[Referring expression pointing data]
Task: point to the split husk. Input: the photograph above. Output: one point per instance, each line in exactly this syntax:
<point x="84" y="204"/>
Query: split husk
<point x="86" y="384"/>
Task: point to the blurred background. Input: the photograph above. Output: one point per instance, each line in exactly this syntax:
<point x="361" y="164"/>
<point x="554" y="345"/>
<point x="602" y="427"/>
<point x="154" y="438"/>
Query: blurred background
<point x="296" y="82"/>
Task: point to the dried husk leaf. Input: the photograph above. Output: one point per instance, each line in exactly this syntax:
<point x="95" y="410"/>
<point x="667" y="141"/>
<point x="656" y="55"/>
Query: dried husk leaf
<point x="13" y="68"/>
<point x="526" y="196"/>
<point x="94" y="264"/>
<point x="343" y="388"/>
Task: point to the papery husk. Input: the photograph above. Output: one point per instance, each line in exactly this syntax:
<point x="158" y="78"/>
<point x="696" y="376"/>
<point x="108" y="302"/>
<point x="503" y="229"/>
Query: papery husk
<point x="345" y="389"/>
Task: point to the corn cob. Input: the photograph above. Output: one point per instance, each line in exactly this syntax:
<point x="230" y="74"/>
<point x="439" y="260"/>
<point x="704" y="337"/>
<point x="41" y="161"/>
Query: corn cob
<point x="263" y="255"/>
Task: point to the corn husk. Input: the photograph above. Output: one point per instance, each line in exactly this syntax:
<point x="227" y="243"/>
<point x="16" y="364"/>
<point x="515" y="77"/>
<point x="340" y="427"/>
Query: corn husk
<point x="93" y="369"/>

• _Required work_: Repeat the records above exactly as they appear.

• _Answer space_:
Task: point to the split husk. Input: the photograph above. Output: one point per instance, each line in exactly this syntax:
<point x="84" y="204"/>
Query: split husk
<point x="86" y="384"/>
Task: point to the blurred background. Input: the photograph above. Output: one point per instance, each line in exactly this syntax:
<point x="361" y="164"/>
<point x="554" y="345"/>
<point x="602" y="427"/>
<point x="154" y="438"/>
Query: blurred background
<point x="296" y="82"/>
Task: point to the dried husk leaf. Input: the photograph above. Output: one point per instance, each line in exactly this syntax:
<point x="95" y="410"/>
<point x="667" y="141"/>
<point x="656" y="55"/>
Query: dried husk leaf
<point x="13" y="68"/>
<point x="526" y="196"/>
<point x="94" y="264"/>
<point x="343" y="388"/>
Task: point to the papery husk. Input: the photograph above. Output: one point per instance, each line in exactly this syntax:
<point x="158" y="78"/>
<point x="696" y="376"/>
<point x="108" y="302"/>
<point x="503" y="229"/>
Query: papery husk
<point x="345" y="389"/>
Task: point to the corn cob. Input: the photograph above. Output: one point per instance, each line in exactly this syntax:
<point x="230" y="74"/>
<point x="439" y="260"/>
<point x="704" y="337"/>
<point x="41" y="161"/>
Query: corn cob
<point x="263" y="255"/>
Task: point to the corn husk. Input: the photograph above. Output: one point per instance, each line in exactly this syntax:
<point x="227" y="243"/>
<point x="16" y="364"/>
<point x="515" y="77"/>
<point x="340" y="427"/>
Query: corn husk
<point x="93" y="369"/>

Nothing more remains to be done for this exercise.